> [TEXTE FOURNI]:
%%

Déclarations liminaires

M. OSMAN EL HAJJÉ, membre du Groupe de travail sur les disparitions forcées ou involontaires, a appelé la communauté internationale à ne pas oublier la date du 30 avril 1977, lorsque les mères de la Place de mai, à Buenos Aires en Argentine, ont initié une initiative historique. Leur détermination à connaître la vérité concernant le sort de leurs proches disparus a démarré un processus qui a abouti à la mise sur pied du Groupe de travail en 1980.

MME KYUNG WHA-KANG, Haut-Commissaire aux droits de l'homme adjointe, a salué le travail effectué par les membres du Groupe de travail pour lutter contre les disparitions forcées. Toute disparition forcée est une atteinte à la dignité humaine qui viole les droits fondamentaux définis dans la Déclaration universelle des droits de l'homme. Malheureusement, le phénomène des disparitions forcées continue à exister à travers le monde. La Haut-Commissaire adjointe a estimé que le Groupe de travail a choisi un thème opportun pour cette première journée de commémoration, à savoir le rôle des femmes et leur protection contre les disparitions forcées et leurs conséquences. Cet évènement offre l'occasion de discuter constructivement des moyens d'améliorer la mise en œuvre de la Déclaration, notamment en réfléchissant aux progrès accomplis et aux leçons apprises dans ce domaine.

Mme Kang a souligné que le Comité des droits de l'homme avait conclu que l'anxiété et la détresse dont souffrent les proches de personnes disparues constitue une violation du droit à ne pas être soumis à des traitements dégradants, conformément à l'article 7 du Pacte international relatif aux droits civils et politiques. Bien que les disparitions forcées concernent principalement des hommes, les femmes sont elles aussi de plus en plus victimes de disparitions forcées. Comme de récents conflits nous l'ont appris, les stéréotypes discriminatoires qui font des femmes des subordonnées participent à la destruction des communautés et des liens familiaux et sociaux. Des efforts concertés pour promouvoir l'égalité entre hommes et femmes dans tous les domaines sont nécessaires. À cet égard, le renforcement des synergies du Groupe de travail avec d'autres instruments internationaux dans le domaine des droits de l'homme, notamment le Comité pour l'élimination de toutes les formes de discrimination à l'égard des femmes, serait utile, a-t-elle souligné.

En conclusion, Mme Kang a estimé que nous sommes tous des acteurs du changement, notamment des cadres juridiques et politiques discriminatoires à l'égard des femmes. Enfin, le Haut-Commissariat aux droits de l'homme s'engage à soutenir le Groupe de travail pour protéger et promouvoir les droits des femmes dans la lutte contre les disparitions forcées.

%%

> [DONNÉES ENREGISTRÉES]:
%%

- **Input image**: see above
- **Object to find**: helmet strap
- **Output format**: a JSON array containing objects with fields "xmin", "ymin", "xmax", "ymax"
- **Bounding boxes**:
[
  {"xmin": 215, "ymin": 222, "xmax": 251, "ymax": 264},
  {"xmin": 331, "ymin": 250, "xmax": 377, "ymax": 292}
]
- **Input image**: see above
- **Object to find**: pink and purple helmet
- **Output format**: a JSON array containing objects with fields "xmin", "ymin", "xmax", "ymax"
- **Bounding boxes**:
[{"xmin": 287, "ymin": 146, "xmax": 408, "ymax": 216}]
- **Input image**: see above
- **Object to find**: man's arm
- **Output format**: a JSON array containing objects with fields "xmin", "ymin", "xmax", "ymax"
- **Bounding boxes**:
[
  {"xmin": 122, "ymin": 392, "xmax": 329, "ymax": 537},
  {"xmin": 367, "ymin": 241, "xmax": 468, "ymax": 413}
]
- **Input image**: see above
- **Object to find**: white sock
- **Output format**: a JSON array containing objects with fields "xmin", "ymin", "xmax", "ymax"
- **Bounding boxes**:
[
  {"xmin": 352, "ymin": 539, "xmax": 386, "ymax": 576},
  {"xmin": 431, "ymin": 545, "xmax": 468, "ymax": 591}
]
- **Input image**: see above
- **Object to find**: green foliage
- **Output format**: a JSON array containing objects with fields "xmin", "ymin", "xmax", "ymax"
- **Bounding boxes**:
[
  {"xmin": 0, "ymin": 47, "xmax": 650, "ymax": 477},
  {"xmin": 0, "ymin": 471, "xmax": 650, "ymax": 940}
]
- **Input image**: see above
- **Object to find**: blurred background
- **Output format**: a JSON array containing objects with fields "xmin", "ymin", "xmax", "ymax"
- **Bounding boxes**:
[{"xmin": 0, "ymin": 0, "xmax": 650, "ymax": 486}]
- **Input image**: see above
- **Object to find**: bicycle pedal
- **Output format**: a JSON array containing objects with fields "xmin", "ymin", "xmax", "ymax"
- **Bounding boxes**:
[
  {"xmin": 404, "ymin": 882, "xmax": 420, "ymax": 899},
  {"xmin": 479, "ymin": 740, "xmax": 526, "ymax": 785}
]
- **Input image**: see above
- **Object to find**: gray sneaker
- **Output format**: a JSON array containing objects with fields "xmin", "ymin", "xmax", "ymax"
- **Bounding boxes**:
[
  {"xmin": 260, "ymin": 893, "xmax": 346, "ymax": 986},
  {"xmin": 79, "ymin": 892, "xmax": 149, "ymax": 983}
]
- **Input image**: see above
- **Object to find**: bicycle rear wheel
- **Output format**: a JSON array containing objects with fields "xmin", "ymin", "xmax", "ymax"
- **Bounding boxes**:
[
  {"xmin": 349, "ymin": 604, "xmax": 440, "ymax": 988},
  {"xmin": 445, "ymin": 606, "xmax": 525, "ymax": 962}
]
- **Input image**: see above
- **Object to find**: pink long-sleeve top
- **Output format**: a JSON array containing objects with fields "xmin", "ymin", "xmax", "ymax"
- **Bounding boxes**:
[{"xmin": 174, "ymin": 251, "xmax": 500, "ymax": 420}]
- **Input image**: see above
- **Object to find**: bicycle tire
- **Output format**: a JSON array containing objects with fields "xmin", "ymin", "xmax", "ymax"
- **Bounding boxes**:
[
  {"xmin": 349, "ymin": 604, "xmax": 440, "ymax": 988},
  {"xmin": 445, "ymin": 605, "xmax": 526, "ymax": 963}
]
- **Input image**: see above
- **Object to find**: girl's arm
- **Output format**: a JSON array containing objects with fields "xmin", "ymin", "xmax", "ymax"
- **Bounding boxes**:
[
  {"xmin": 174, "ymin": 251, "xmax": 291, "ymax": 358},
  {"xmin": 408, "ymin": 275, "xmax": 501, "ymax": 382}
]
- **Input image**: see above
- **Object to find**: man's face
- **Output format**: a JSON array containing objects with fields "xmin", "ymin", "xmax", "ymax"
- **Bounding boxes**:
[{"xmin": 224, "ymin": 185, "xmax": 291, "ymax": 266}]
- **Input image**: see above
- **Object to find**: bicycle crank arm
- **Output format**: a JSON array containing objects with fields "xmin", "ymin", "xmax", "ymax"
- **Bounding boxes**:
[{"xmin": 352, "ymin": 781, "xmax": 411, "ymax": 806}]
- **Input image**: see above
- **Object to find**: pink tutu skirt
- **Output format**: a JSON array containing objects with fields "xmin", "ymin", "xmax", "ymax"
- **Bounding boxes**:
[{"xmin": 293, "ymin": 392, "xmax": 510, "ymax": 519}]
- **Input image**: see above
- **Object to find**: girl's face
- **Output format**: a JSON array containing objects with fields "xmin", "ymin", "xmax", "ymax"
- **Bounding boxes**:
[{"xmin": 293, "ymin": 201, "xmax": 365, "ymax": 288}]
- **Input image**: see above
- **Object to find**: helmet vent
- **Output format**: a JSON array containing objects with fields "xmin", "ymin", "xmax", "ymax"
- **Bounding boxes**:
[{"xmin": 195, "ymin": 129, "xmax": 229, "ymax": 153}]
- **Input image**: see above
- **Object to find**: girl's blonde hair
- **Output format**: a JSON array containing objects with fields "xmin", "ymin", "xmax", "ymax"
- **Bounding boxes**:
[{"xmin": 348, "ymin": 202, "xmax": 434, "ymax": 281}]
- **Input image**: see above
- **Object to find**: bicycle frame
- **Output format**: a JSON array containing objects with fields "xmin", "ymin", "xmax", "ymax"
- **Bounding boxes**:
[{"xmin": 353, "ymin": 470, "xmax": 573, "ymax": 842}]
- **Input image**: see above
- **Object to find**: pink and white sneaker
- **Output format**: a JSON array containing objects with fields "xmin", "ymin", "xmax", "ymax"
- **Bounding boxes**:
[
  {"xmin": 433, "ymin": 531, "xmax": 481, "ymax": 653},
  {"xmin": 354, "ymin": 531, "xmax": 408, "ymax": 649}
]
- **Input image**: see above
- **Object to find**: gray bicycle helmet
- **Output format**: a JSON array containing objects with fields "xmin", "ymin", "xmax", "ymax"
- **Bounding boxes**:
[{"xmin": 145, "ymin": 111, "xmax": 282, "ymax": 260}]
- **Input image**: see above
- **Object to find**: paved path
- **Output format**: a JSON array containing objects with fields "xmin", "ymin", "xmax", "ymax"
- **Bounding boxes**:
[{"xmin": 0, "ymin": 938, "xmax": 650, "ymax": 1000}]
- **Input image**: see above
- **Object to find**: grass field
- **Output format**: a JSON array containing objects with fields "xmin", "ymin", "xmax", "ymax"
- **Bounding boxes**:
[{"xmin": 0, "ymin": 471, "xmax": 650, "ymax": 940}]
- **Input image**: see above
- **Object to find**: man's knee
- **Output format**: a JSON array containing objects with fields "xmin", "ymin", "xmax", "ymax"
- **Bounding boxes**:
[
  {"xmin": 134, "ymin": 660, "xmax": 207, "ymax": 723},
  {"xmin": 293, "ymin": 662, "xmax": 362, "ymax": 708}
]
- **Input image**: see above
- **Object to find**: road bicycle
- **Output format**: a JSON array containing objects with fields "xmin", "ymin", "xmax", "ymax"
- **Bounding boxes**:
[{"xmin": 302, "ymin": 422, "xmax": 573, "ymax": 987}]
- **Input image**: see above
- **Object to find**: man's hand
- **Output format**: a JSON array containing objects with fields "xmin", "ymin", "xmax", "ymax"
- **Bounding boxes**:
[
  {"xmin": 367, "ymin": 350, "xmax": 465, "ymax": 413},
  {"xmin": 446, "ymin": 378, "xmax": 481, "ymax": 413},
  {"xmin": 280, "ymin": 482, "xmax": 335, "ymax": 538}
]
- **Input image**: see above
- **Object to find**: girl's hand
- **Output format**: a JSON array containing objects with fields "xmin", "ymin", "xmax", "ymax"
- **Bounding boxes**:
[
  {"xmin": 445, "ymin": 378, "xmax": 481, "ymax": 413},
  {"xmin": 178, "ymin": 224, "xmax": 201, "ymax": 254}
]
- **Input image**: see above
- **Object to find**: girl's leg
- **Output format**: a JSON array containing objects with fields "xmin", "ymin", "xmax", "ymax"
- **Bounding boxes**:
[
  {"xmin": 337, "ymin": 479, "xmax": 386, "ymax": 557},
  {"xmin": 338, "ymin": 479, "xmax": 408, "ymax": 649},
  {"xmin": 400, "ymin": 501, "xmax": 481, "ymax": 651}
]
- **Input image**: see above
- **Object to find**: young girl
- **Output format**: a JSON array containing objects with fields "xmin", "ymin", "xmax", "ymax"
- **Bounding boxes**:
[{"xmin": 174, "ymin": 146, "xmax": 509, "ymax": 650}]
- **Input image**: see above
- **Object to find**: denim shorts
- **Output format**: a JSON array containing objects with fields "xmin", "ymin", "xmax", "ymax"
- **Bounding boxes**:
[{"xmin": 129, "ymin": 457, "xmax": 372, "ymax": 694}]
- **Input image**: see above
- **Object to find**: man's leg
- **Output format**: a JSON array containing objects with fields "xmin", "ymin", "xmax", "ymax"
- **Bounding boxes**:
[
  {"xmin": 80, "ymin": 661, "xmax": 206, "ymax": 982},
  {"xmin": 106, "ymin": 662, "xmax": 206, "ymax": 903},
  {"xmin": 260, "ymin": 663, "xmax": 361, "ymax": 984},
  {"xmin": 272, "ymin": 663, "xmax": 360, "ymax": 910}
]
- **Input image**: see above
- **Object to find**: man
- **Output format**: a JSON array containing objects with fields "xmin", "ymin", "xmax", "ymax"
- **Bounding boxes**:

%%

D'après le texte fourni, en quelle année le Groupe de travail sur les disparitions forcées ou involontaires a-t-il été mis sur pied ?

> [LA RÉPONSE]: En 1980.